§ **Material for the task**:
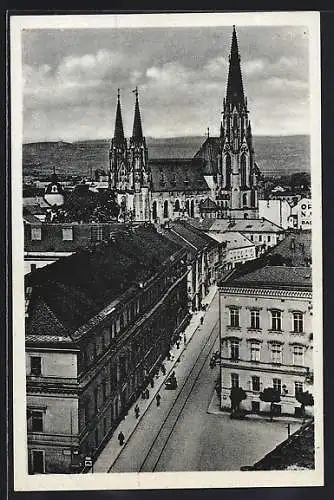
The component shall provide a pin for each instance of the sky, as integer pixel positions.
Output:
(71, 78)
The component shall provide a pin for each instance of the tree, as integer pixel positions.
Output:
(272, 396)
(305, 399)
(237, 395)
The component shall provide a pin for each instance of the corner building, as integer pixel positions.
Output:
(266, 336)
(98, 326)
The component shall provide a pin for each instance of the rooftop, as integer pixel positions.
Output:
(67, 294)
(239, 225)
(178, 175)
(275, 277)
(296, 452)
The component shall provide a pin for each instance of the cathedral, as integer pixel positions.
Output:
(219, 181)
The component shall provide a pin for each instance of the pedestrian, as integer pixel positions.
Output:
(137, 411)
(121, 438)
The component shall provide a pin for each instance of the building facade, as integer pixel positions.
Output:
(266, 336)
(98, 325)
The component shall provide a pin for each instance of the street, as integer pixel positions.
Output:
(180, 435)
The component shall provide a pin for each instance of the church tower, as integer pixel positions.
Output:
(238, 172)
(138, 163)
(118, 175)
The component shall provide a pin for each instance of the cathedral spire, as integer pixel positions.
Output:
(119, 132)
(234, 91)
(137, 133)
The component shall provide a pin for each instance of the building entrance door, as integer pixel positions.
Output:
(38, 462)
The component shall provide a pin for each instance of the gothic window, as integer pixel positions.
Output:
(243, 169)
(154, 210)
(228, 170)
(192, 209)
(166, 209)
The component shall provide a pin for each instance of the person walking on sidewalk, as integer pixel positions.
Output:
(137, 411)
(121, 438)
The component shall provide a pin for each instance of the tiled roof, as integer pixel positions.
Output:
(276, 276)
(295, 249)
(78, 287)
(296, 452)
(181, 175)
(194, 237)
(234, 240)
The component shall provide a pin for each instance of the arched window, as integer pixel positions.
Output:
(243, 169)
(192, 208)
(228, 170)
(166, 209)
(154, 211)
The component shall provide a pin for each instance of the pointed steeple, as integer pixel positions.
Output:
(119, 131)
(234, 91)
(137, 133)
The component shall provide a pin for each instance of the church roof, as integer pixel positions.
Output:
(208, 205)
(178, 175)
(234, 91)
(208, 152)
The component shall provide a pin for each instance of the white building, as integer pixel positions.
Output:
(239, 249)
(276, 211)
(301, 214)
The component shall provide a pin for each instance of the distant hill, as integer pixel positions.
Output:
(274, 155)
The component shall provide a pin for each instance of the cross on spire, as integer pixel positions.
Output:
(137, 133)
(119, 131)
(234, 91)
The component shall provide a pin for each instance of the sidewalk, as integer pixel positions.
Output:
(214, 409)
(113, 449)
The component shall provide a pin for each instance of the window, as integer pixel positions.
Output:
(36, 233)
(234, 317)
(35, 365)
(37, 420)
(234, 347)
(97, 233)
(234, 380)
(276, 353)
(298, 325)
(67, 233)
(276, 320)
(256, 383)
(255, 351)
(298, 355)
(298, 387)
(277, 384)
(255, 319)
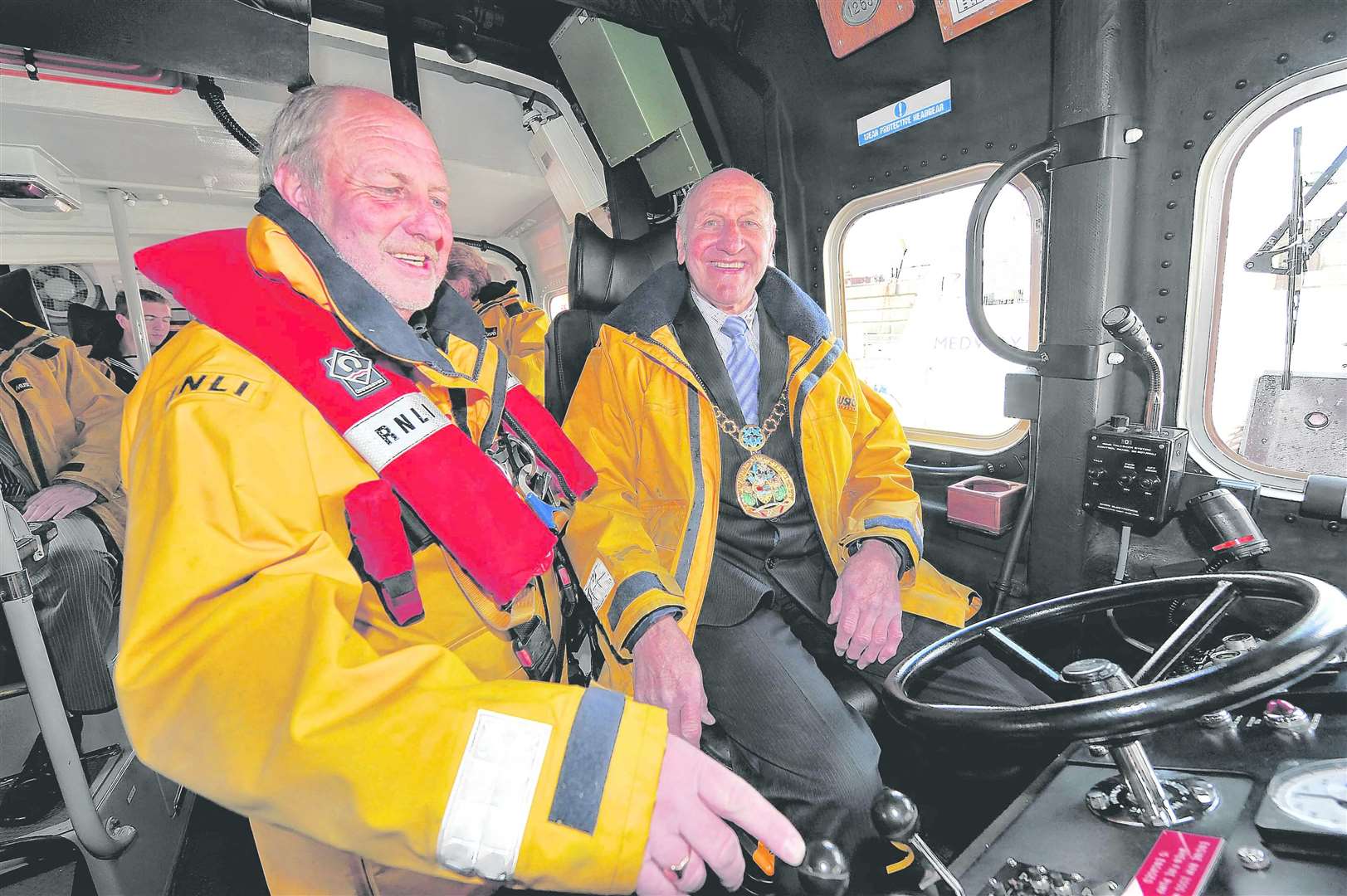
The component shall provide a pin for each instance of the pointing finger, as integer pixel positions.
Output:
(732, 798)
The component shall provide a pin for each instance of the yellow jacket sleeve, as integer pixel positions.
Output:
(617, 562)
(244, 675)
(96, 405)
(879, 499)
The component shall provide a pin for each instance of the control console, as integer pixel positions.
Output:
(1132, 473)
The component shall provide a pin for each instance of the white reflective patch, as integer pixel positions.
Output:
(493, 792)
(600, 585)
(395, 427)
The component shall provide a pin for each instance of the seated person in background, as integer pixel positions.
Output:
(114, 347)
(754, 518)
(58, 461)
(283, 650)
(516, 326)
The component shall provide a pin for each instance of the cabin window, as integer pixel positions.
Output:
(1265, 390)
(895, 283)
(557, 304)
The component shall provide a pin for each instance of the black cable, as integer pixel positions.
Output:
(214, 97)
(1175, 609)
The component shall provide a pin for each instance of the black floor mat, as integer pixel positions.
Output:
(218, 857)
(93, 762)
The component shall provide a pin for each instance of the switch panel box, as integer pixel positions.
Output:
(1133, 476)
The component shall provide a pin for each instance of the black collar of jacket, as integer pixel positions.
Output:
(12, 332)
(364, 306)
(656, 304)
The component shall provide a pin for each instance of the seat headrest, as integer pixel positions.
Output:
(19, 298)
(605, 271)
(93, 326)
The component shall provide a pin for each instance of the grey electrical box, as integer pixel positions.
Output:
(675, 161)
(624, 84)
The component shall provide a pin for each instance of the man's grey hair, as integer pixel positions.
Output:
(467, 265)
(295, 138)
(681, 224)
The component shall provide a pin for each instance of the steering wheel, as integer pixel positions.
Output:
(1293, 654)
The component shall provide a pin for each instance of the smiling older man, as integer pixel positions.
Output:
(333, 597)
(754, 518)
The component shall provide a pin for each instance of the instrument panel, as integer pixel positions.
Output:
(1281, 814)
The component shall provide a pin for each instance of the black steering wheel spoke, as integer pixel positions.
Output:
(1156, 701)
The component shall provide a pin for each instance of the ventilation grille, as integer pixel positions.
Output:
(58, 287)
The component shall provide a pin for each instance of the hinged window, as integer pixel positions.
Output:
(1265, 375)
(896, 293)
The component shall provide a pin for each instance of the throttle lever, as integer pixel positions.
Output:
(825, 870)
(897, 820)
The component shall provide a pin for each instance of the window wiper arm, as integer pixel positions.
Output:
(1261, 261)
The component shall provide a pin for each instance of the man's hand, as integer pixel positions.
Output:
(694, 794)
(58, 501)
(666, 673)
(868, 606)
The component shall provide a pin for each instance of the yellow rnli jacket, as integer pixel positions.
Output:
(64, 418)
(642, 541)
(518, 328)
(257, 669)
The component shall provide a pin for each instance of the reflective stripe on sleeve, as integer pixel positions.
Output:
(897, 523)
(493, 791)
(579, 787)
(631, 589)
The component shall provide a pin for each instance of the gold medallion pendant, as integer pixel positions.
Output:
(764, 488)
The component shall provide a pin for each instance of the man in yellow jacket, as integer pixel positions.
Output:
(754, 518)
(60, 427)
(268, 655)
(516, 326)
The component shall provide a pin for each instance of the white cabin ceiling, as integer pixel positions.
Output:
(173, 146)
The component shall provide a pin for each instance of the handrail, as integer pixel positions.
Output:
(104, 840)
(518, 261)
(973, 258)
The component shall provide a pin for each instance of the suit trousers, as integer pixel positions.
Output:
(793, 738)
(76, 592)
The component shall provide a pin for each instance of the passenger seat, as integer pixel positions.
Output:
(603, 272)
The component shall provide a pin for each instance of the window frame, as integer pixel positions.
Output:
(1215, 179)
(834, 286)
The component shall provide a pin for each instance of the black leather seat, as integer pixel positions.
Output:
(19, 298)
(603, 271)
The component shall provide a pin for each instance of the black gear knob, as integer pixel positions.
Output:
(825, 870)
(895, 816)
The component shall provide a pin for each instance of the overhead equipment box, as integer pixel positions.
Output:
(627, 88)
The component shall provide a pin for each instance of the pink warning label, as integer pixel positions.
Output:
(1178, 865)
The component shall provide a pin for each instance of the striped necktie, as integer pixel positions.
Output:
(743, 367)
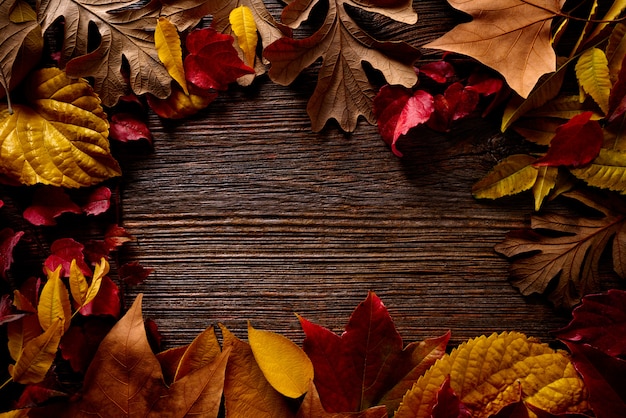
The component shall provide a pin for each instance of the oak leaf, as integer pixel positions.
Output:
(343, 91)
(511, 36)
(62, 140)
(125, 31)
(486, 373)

§ **Brief**:
When the entries above show the word "cabin" in a line, copy that line out.

§ **Answer**:
The component shall provide a pin for each instance of the cabin window, as integer pixel positions.
The component shall provide a pin for each instance of the white cabin ceiling, as integer pixel positions.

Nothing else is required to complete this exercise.